Reading text:
════════════════════
NLRB Judge Bans Hospital Chain’s ‘Overly Broad’ Social Media Rules

PITTSBURGH —A National Labor Relations Board administrative law judge has banned the University of Pittsburgh Medical Center’s “overly broad” rules against workers using social media. If upheld, his decision could aid union communications during organizing drives nationwide.

But judge David Goldman’s April 19 ruling wasn’t a complete win for the Service Employees (SEIU), who challenged three UPMC communication rules. Goldman ruled for SEIU in two, but upheld the other, prompting SEIU to appeal that up to the full board.

And Goldman said a ban is legal if it’s total – banning everything – union, non-union and otherwise.

Goldman’s decision could become important if the full board and, later, the federal courts, uphold it. That’s because unions increasingly use social media, such as Twitter and Facebook, to communicate not just with their own members but also with prospective members during organizing drives.
════════════════════
Information shown:
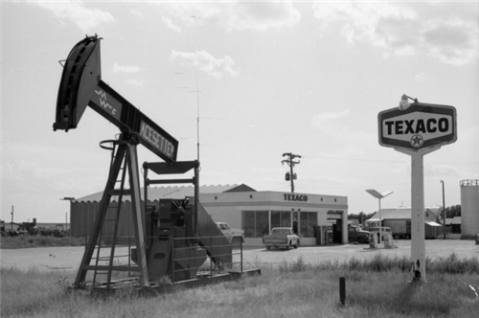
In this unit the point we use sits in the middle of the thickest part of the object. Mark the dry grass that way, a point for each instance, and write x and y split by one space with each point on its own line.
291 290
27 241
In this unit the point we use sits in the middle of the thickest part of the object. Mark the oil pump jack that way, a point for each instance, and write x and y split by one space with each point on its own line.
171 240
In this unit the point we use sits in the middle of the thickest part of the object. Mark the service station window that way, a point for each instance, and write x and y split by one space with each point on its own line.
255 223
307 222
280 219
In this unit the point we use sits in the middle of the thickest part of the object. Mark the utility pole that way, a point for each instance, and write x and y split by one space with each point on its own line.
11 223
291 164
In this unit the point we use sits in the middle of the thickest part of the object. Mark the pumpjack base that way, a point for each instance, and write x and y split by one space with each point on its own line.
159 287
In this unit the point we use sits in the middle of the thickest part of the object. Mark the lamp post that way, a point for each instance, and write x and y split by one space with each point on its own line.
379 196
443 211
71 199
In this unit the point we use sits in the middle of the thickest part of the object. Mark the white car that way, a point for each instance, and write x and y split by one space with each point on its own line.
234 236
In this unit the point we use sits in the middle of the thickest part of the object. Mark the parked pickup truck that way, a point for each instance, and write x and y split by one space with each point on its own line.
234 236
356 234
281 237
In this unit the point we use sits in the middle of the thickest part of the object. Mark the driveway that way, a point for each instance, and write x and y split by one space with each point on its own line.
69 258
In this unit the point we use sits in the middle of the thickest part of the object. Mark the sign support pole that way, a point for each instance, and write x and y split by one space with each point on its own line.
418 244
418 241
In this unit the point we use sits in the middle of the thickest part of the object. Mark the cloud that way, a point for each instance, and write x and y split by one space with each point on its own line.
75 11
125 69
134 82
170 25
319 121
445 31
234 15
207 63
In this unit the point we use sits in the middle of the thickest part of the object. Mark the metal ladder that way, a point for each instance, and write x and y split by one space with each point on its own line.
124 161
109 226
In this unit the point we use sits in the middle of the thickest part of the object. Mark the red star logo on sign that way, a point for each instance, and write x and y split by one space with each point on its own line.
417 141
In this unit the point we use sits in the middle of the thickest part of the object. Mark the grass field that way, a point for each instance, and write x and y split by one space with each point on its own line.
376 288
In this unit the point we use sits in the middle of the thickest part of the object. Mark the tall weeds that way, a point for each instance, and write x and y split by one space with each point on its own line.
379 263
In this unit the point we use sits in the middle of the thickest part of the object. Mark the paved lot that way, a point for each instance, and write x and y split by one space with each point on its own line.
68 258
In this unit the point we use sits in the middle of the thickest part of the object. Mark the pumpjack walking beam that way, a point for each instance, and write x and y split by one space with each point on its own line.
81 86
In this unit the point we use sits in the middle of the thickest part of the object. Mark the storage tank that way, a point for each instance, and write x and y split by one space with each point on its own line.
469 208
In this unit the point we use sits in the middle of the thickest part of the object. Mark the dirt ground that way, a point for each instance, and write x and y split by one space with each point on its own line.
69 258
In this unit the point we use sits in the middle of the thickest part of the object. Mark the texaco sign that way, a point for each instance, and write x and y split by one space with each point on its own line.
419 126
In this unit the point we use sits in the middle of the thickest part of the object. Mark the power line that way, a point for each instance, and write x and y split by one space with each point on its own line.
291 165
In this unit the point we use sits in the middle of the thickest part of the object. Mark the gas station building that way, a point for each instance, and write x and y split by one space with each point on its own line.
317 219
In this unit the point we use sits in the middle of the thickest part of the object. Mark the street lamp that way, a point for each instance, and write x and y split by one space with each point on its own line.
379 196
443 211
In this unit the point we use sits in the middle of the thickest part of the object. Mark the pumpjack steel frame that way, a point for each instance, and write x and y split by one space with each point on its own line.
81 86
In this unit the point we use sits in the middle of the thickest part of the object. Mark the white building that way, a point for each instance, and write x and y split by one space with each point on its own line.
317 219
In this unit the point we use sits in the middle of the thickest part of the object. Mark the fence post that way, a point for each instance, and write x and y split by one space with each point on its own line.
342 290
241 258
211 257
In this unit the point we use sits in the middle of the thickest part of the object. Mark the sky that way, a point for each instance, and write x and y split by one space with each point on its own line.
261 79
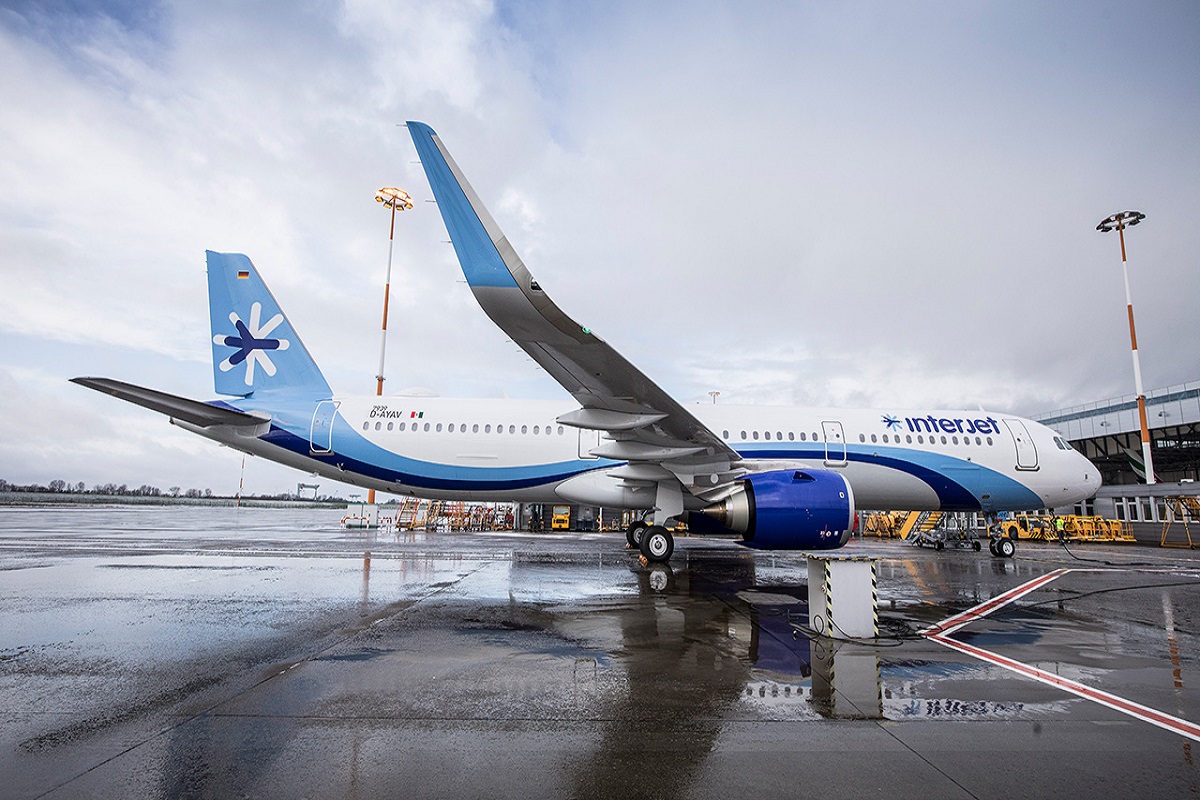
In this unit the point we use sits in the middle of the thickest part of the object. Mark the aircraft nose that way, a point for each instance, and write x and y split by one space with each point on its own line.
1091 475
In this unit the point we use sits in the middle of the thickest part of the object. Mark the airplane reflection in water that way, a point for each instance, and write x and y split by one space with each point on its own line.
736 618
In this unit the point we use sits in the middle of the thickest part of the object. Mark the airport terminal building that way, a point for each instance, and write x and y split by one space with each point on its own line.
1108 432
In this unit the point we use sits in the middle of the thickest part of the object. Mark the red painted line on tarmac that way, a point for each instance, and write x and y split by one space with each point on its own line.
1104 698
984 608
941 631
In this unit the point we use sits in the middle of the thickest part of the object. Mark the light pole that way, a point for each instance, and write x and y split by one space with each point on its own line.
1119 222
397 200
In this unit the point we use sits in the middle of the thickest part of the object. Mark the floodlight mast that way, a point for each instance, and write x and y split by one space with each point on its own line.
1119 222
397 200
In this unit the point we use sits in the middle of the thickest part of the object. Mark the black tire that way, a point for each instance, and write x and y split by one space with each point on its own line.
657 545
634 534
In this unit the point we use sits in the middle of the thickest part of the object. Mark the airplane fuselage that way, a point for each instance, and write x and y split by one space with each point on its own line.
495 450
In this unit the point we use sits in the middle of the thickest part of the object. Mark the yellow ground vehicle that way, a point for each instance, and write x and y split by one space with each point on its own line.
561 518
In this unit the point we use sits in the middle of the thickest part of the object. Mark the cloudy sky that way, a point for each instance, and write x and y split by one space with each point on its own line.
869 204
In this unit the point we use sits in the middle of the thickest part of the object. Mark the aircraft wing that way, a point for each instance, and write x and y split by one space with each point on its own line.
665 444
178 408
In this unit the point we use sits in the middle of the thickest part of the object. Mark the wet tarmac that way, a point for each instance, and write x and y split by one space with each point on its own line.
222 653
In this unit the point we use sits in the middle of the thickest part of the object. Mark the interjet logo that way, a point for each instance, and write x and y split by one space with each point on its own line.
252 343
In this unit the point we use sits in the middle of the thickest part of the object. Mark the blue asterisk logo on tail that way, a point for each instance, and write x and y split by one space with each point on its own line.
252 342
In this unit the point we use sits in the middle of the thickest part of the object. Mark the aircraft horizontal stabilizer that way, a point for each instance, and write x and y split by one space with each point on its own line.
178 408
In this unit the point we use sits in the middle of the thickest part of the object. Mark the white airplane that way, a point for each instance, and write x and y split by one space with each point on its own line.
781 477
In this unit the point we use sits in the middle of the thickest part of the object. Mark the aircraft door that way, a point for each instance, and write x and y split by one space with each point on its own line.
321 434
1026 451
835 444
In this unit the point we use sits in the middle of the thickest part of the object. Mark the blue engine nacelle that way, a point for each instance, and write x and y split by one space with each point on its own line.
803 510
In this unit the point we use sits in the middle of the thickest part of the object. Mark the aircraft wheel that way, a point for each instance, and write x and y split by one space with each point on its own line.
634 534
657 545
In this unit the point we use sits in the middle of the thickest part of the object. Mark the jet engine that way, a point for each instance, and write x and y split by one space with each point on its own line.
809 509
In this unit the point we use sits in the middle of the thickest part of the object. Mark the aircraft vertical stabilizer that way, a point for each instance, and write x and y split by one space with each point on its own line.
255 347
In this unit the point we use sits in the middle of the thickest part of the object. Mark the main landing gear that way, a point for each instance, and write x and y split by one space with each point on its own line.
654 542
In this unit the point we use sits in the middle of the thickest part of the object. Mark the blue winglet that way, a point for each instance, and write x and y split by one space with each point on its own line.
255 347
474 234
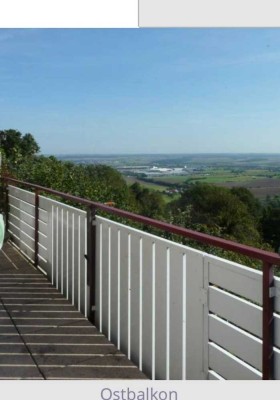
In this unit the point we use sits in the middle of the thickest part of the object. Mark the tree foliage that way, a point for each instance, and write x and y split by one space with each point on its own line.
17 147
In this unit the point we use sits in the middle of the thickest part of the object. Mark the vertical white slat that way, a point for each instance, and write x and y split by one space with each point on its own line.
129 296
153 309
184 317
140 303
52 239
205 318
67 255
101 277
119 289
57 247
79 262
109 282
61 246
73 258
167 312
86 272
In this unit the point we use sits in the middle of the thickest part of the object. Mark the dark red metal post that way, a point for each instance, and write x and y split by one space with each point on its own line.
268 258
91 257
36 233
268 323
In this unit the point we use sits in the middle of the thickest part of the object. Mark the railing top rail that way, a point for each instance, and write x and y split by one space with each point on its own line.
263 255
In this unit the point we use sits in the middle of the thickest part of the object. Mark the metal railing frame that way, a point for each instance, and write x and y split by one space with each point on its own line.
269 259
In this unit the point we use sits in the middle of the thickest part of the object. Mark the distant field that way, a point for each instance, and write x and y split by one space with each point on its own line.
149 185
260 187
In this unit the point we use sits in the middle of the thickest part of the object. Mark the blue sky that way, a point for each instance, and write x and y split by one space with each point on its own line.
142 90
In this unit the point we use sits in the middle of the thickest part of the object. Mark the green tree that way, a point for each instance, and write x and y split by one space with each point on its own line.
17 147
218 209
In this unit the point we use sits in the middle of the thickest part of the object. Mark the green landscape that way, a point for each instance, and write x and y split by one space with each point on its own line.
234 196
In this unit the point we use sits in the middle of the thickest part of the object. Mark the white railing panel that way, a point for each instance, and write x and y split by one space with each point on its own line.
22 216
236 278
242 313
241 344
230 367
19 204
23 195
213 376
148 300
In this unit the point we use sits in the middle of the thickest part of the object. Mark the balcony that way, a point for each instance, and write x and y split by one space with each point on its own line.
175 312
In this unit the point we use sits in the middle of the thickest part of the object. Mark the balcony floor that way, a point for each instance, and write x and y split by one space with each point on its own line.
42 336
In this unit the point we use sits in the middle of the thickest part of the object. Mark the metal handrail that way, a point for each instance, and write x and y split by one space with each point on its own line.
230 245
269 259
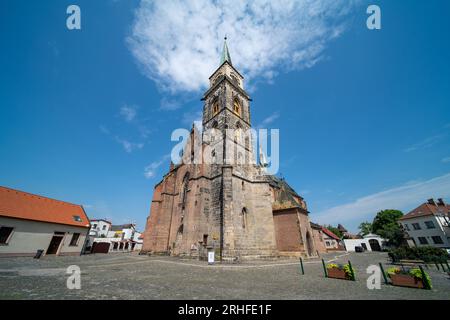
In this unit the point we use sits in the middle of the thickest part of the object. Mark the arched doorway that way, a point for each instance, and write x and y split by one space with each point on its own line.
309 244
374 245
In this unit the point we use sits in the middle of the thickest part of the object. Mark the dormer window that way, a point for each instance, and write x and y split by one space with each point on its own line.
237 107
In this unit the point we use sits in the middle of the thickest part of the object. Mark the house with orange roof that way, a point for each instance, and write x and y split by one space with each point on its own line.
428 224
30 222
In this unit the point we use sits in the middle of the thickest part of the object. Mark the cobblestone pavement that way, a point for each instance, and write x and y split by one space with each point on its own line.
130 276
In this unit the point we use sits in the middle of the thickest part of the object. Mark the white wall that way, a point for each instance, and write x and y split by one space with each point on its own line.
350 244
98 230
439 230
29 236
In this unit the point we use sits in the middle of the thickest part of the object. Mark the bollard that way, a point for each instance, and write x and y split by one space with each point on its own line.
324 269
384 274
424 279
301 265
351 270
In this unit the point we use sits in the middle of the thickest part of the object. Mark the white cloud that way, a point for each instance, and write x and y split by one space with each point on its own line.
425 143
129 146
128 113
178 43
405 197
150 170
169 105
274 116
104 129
════════════════════
Work to be completed:
Please write the next few paragraphs of the article about the NLRB judge's social media ruling, picking up after its last sentence. The lines above are unrelated to the article about the NLRB judge's social media ruling.

Task answer:
It also marks another turn in the twisting road the board is on as the agency wrestles with union-boss disputes over use of social media – media rapidly replacing traditional union communications methods, such as bulletin boards, in workplaces.

Goldman’s “decision confirms the ‘chilling effect’ we have all been experiencing,” said Leslie Poston, a unit secretary at Presbyterian Hospital, one of UPMC’s many Pittsburgh-area institutions. UPMC is now the Steel City’s largest employer.

UPMC “failed to define the area of permissible conduct” on social media “in a manner clear to employees and thus caused employees to refrain from engaging in protected activities,” under labor law, such as discussing wages and working conditions, Goldman said.

And the workers shouldn’t have to face the same uncertainty when using the employer’s internal e-mail system, either, Goldman ruled.

UPMC’s “e-mail and messaging policy does not prohibit using the electronic communications system for all non-job purposes, but rather, bars only vaguely charac-terized types of communications,” namely those “that may be ‘disruptive,’ ‘offensive’ or ‘harmful to morale,’” Goldman added. Those standards are too vague, he stated.

The hospital could use those terms to illegally ban workers from discussing wages, working conditions, benefits and other issues labor law protects, the ALJ said.
(continued)
Press Associates, Inc. (PAI) – 5/3/2013
(e-mail ruling, cont. -2)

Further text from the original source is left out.